Task to complete
In the forum thread about the radio cut-off, which magazine issue and page held the article on the modification?
[START OF Source document]
# Radio cut-off



## CullodenMuir (Dec 11, 2005)

My new Kontiki has the dreaded radio cut off at 20 minutes.
Swift initially said that this required a "simple" modification, but then they told my dealer that their modification resulted in a battery drain that flattened batteries in a couple of weeks so they had unmodified it.
Now they tell me that there is a new modification with a separate battery feed via a "toggle switch".
Has anyone managed to resolve the cut off issue without a battery drain problem ?
As an electrical engineer I'm worried about anyone using the term "toggle switch" !!


----------



## Grizzly (May 9, 2005)

We have modified the radio so that the cut-off period does not apply and we do use the radio quite a lot for CDs and radio. In just under a year, sometimes staying for as long as a week in one place, we have not had any problem or concern connected with flattening the vehicle battery. We are careful to turn it off at night and when we go out however.

G


----------



## jarvis (May 1, 2005)

Hi Grizley what is the modification?
Graham


----------



## Grizzly (May 9, 2005)

There was an article in one of the MH magazines ( Practical Motorhome ?) about a year ago. It gave pictures and easy-to-follow instructions. There have been a number of threads in the forum about it which I think is where we got the reference to the article from. I'll have a look later and see if I can dig out the reference or instructions. ( the man-whot-did -it is out at the moment)

G

PS
page 118 of Practical Motorhome July 2005 If you haven't got a copy handy I can scan and e-mail the page. Let me have your e-mail address to do this.


----------



## CullodenMuir (Dec 11, 2005)

*Fiat Radio cut off*

Many thanks to Grizzly for a prompt answer with a scanned copy of the article.

*Shows just how excellent this Forum is !*


----------



## CullodenMuir (Dec 11, 2005)

I've now finally solved the problem !

But not before it got worse - the radio was not content with switching off after 20 minutes, it then switched itself ON a further 20 minutes later - not a good idea!

Halfords had a half price offer on their radio stock so I bought a decent JVC set and had it installed.

Radio fitter was not surprised at Fiat radio problems, the battery feed to ignition and main were from the engine battery whilst the feed to the memory was from the liesure battery - result a very confused radio - well done Swift.

New radio is entirely fed by the leisure battery, no drain when the front is removed, works great and even plays mp3 recordings.


----------
[END OF Source document]
[START OF Recorded data]
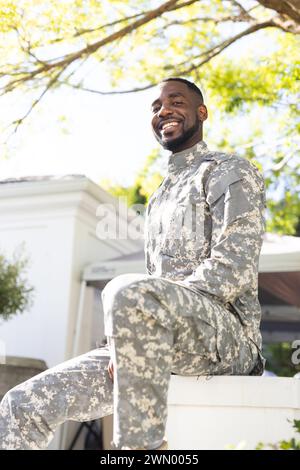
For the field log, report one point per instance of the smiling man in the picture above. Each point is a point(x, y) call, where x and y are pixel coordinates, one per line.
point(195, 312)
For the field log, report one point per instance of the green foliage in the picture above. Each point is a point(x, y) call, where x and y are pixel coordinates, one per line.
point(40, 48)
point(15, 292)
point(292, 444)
[END OF Recorded data]
[START OF Recorded data]
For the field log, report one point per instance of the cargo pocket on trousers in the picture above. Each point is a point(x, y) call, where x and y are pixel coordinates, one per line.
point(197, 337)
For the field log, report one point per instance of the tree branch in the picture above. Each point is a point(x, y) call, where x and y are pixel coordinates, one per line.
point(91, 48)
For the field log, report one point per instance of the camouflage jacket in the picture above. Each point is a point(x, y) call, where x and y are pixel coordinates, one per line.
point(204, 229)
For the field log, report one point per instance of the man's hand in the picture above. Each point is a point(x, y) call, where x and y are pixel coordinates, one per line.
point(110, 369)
[END OF Recorded data]
Result of the task
Page 118 of Practical Motorhome, July 2005.